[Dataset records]
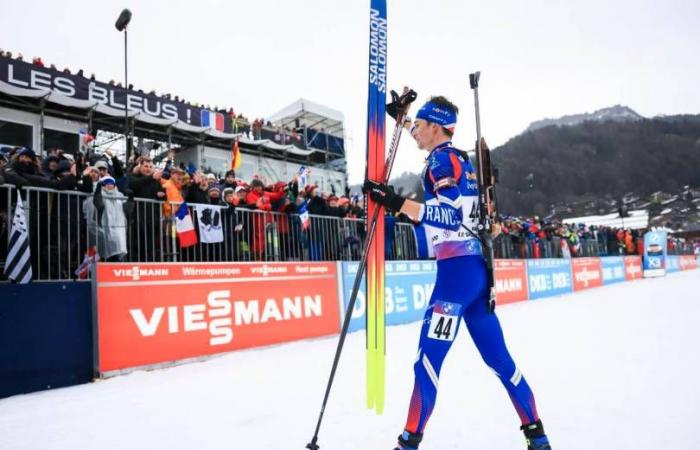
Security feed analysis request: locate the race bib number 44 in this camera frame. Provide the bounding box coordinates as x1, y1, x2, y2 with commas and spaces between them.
428, 301, 462, 342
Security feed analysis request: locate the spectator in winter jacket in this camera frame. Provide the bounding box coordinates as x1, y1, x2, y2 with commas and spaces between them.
94, 159, 111, 180
208, 185, 222, 205
624, 230, 635, 255
159, 166, 185, 215
234, 185, 254, 209
127, 157, 165, 200
83, 176, 131, 262
77, 166, 101, 193
222, 188, 236, 207
93, 150, 128, 193
220, 170, 237, 191
185, 172, 210, 205
2, 147, 77, 190
42, 155, 61, 177
244, 179, 272, 260
306, 185, 329, 216
245, 179, 283, 211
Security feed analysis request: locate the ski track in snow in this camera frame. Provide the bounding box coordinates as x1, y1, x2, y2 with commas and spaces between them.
1, 270, 699, 450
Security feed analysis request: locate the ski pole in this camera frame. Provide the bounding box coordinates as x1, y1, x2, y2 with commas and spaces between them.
306, 93, 415, 450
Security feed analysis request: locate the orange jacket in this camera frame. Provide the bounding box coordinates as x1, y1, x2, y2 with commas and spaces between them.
160, 178, 184, 216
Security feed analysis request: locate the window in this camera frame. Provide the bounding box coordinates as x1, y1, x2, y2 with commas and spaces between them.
44, 129, 79, 154
0, 119, 33, 148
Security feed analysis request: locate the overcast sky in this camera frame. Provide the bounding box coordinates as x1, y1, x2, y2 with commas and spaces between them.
2, 0, 699, 183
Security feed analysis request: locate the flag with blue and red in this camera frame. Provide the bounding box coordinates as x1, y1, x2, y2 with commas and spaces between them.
175, 202, 198, 248
200, 110, 225, 131
298, 201, 311, 230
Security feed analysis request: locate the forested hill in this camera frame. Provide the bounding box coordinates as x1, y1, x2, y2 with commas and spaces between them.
490, 114, 700, 216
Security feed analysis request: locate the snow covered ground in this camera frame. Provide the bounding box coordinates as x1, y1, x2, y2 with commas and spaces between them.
1, 270, 699, 450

▶ _Exercise instructions_: Copy out the records above in full, exactly as written, but not the pictures.

▶ _Output_:
Security feed analysis request: locate the race bib number 44 in this camera frame. Provide the bounding box coordinates as x1, y1, x2, y2 with commas and spaces between them.
428, 301, 462, 342
Security feed analysis request: locate the spectator in winter jacket in this camera frame. Provide the bounding box coordinates as x1, y1, x2, y2 with commas and spaces between them.
94, 159, 111, 180
208, 185, 222, 205
624, 230, 635, 255
159, 166, 185, 215
234, 185, 254, 209
127, 157, 165, 200
83, 176, 131, 262
77, 166, 101, 193
222, 188, 236, 207
93, 150, 128, 193
220, 170, 237, 191
185, 172, 210, 205
2, 147, 77, 190
42, 155, 61, 177
244, 179, 272, 260
306, 185, 329, 216
245, 179, 283, 211
Security feed analysis request: locate the ski track in snow in this camera frame. Provide the bounding box coordinates as x1, y1, x2, y2 with commas and spaces between them.
1, 270, 699, 450
Security feed analysis request: locate the ski pole in this camera frame. Provide the bounding box coordinates as x1, y1, x2, y2 with commas and spaces between them.
306, 93, 415, 450
Security feed analysis request: locate the orange jacket in this camera frame. Provide the bounding box coordinates as x1, y1, x2, y2 with commas and spaces between them.
160, 178, 184, 216
Security feed analysis request: locate the window in this camera frame. Provide the bounding box coordinates as x1, y1, x2, y2 with commas and spaces between them.
44, 129, 79, 154
0, 119, 33, 148
Security feed analysis request: locate the overcast sky in this camera frame. Provide the bounding box coordinates as x1, y1, x2, y2 with commas and spaces between them.
2, 0, 699, 183
Security feed analysis request: locate the flag with blue and red in this camera frame. Provide the bounding box coordinates as x1, y1, x2, y2 with commas and spaces between them.
175, 202, 198, 248
200, 110, 225, 131
298, 201, 311, 230
Security feed analysis request: locate the forested hill in this camera frame. Provide the bounding box coordinates as x1, y1, x2, y2 with commas and spaces between them.
490, 114, 700, 216
Security feed analysis request: locate the snow covered ground in this camera frame. Provide the bounding box coordinates as x1, y1, x2, y2 with commas and spaces between them.
1, 270, 699, 450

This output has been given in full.